#### EXCERPTED PASSAGE

In addition, the triple helices of the invention have an enormous potential for the treatment of various disease states. For example, oligonucleotides can be selected which specifically bind to pathogenic double-stranded DNA including specific sequences required by pathogenic bacteria or viruses for replication or virulence. Alternatively, the oligonucleotide can be chosen to target a unique sequence of the pathogen which is not found in the genome of the pathogen's host. Such an oligonucleotide further includes a therapeutic agent which selectively kills the pathogen or a cell containing it based upon the selective specificity of the oligonucleotide for the pathogenic DNA.

Another important potential therapeutic application of triple helix technology involves cancer treatment by way of triple helix suppression of specific oncogenes including those of endogenous or viral origin. When so used, one or more oncogenes identified with a particular tumor type are used as targets for triple helix formation. Specific oligonucleotides designed for triple helix formation to suppress the expression of hyper-expressed oncogenes are designed to repress expression. Alternatively, when an activated oncogene contains unique sequences associated with such activation, oligonucleotides specific for the unique sequence and which contain a therapeutic agent can be used. Such therapeutic oligonucleotides are capable of selectively forming a triple helix with such sequences in those cancerous cells containing the activated oncogene thereby preferentially killing or repressing the cancer causing cell type.

########
#### DATASET

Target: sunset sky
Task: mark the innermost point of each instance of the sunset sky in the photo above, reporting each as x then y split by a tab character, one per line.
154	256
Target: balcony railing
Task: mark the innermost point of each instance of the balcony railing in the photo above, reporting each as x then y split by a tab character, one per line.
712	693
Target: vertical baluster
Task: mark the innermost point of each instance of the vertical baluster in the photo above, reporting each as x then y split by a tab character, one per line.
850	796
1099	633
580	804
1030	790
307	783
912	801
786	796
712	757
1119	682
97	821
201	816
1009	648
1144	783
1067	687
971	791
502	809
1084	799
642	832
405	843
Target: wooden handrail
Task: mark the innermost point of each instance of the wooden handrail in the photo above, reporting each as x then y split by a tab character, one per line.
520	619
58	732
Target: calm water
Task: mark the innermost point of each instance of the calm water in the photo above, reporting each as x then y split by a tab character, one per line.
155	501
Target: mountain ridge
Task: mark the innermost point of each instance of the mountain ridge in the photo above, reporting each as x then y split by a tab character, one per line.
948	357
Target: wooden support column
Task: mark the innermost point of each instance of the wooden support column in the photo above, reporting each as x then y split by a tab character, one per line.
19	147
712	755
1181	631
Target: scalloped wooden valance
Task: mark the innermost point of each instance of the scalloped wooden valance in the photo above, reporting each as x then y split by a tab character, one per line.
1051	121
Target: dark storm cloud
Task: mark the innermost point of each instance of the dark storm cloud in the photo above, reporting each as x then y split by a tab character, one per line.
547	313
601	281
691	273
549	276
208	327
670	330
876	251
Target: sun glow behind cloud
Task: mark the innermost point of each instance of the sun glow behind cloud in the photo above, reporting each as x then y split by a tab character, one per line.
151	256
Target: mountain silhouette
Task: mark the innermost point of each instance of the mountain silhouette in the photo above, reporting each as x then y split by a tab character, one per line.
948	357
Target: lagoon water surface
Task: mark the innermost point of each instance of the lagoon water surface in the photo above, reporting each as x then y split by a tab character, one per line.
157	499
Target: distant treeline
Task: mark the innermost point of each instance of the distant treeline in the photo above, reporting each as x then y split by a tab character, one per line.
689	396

########

EXERCISE SET ->
- A) In the triple helix passage, what are used as targets for triple helix formation when the technology is applied to cancer treatment?
- B) From the triple helix passage, extract the part that opens with the words "In addition, the" and closes with "the pathogenic DNA.".

REPLIES ->
- A) One or more oncogenes identified with a particular tumor type.

- B)
In addition, the triple helices of the invention have an enormous potential for the treatment of various disease states. For example, oligonucleotides can be selected which specifically bind to pathogenic double-stranded DNA including specific sequences required by pathogenic bacteria or viruses for replication or virulence. Alternatively, the oligonucleotide can be chosen to target a unique sequence of the pathogen which is not found in the genome of the pathogen's host. Such an oligonucleotide further includes a therapeutic agent which selectively kills the pathogen or a cell containing it based upon the selective specificity of the oligonucleotide for the pathogenic DNA.